Stored items
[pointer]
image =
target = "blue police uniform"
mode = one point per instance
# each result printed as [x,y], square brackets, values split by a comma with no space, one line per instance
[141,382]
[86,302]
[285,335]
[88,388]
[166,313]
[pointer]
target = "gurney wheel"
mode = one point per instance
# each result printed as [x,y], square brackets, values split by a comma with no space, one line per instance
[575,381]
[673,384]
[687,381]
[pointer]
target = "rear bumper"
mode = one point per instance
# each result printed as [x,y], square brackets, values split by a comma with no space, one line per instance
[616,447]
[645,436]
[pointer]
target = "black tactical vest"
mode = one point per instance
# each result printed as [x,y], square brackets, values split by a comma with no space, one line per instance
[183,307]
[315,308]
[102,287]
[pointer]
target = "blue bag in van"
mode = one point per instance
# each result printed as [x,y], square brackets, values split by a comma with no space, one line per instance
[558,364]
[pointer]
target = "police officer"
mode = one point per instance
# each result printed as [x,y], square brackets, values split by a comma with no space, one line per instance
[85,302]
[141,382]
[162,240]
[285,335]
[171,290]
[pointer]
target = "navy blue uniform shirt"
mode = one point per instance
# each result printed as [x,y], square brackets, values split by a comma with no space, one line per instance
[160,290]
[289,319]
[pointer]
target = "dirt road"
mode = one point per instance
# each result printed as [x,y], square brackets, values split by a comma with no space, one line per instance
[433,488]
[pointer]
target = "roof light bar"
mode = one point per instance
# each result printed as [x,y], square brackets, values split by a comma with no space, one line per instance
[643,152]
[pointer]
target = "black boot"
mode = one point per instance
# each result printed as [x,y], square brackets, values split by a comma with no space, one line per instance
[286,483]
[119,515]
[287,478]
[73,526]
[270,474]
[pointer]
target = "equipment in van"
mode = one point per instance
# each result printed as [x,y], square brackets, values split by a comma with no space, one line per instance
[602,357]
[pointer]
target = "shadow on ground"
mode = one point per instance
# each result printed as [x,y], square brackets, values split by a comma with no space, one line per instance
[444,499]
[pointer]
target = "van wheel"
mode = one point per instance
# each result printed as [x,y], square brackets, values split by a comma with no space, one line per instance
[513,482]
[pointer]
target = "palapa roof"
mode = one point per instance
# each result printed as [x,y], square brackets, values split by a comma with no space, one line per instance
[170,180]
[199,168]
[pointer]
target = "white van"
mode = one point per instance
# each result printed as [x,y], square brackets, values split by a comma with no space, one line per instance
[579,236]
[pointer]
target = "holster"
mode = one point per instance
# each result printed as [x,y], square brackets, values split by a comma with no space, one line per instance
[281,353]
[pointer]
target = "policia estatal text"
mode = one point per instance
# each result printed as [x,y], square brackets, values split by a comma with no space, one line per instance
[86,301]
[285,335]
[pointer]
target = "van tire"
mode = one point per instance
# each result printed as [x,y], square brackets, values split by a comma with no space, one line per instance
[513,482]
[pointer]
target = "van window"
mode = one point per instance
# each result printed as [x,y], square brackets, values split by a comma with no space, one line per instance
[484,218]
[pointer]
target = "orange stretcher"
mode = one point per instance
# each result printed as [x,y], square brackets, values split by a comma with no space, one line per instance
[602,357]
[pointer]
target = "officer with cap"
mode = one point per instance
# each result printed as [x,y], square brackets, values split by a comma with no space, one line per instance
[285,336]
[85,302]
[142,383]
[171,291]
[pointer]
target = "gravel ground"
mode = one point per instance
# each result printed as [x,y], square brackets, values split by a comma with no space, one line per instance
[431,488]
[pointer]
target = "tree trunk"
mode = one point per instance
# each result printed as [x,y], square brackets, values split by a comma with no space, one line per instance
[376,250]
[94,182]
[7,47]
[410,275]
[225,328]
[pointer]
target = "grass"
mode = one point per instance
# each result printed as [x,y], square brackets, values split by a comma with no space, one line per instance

What needs to be done
Keep every word intact and transcribe the records in full.

Solution
[pointer]
image =
target = "blue police uniform"
mode = one point per instance
# each result printed as [x,y], square brackets, values split by a comma with no space, one line per instance
[141,382]
[86,302]
[285,335]
[88,388]
[166,313]
[pointer]
target = "gurney wheel"
mode = one point per instance
# each result printed as [x,y], square brackets, values split by a comma with no space, one line per instance
[575,381]
[673,384]
[687,381]
[pointer]
target = "rear bumper"
mode = one point per instance
# each result printed as [x,y], square brackets, values split by a comma with no space, one line per instance
[616,447]
[645,436]
[pointer]
target = "black tactical vest"
mode = one point per instance
# each result printed as [x,y], square brackets, values split by a comma with no space, one line per instance
[183,307]
[315,308]
[102,287]
[pointer]
target = "blue bag in van"
mode = one point per instance
# each result printed as [x,y], square brackets, values split by a comma with no space, one line per instance
[558,364]
[pointer]
target = "police officer"
mode = one point per instance
# each result printed as [x,y], square brackets, values split by a comma with no space, one line per instance
[85,302]
[141,382]
[162,240]
[285,335]
[171,290]
[pointer]
target = "navy blue uniform shirt"
mode = one point per instance
# each result printed as [x,y], square brackets, values split by a comma with no space, one line per instance
[160,290]
[289,319]
[pointer]
target = "dirt road"
mode = one point per instance
# each result printed as [x,y], square brackets, values split by a comma with no space, one line per instance
[433,488]
[pointer]
target = "roof light bar"
mode = one point per instance
# each result printed as [x,y], square brackets, values split by a comma with no space, one line per instance
[643,152]
[pointer]
target = "black boot"
mode = one point per instance
# each result printed as [x,y], square brackets, values split by a comma with no space, one line per instance
[286,483]
[119,515]
[287,478]
[73,526]
[270,474]
[pointer]
target = "equipment in van"
mode = one point per instance
# each result printed as [x,y], square brackets, values split by a comma with no space, one line per instance
[602,357]
[pointer]
target = "shadow on ground"
mode = one point per instance
# each result printed as [x,y], square brackets, values split by a comma with no space, one line per instance
[444,499]
[pointer]
target = "van wheel"
mode = one point per instance
# each result printed as [x,y], square brackets, values split by a comma with no space, one line per instance
[513,482]
[pointer]
target = "palapa roof"
mode = one point per instance
# each result printed as [x,y], square brackets, values split by a comma with no space, one line per instance
[170,180]
[199,168]
[pointer]
target = "white van"
mode = one point per instance
# each result printed as [x,y], square brackets, values split by a comma with no space, one line per instance
[579,236]
[pointer]
target = "holster"
mode = one point per instance
# each result printed as [x,y], square brackets, values split by a comma with no space, one line per instance
[281,353]
[pointer]
target = "policia estatal text"
mode = one point per instance
# each result printed as [x,y], square brackets, values split by a comma with no space, one line per instance
[86,301]
[285,335]
[pointer]
target = "van tire"
mode = one point per instance
# each result printed as [x,y], square brackets, values split by a comma with no space, one line per instance
[513,482]
[pointer]
target = "van window"
mode = one point per instance
# each result printed as [x,y], square brackets, values split by a comma with no space, one line per instance
[484,218]
[pointer]
target = "orange stretcher"
mode = one point per instance
# each result printed as [x,y], square brackets, values split by a comma with no space, one line per instance
[602,357]
[pointer]
target = "officer with cap"
mode = one point per instance
# each result printed as [x,y], square brackets, values split by a comma with no space, one line per instance
[285,336]
[85,302]
[142,383]
[171,291]
[pointer]
target = "gravel ground"
mode = one point per instance
# each result printed as [x,y], square brackets, values split by a comma with no space, one line per instance
[431,488]
[pointer]
target = "tree trunk"
mode = one point per instance
# each result printed as [x,y], square brackets, values split by a comma with no space, one line per instance
[376,250]
[94,182]
[7,47]
[410,275]
[225,328]
[pointer]
target = "grass"
mode = one point per instance
# each result printed as [x,y], square brackets, values split by a comma with no space, one line per instance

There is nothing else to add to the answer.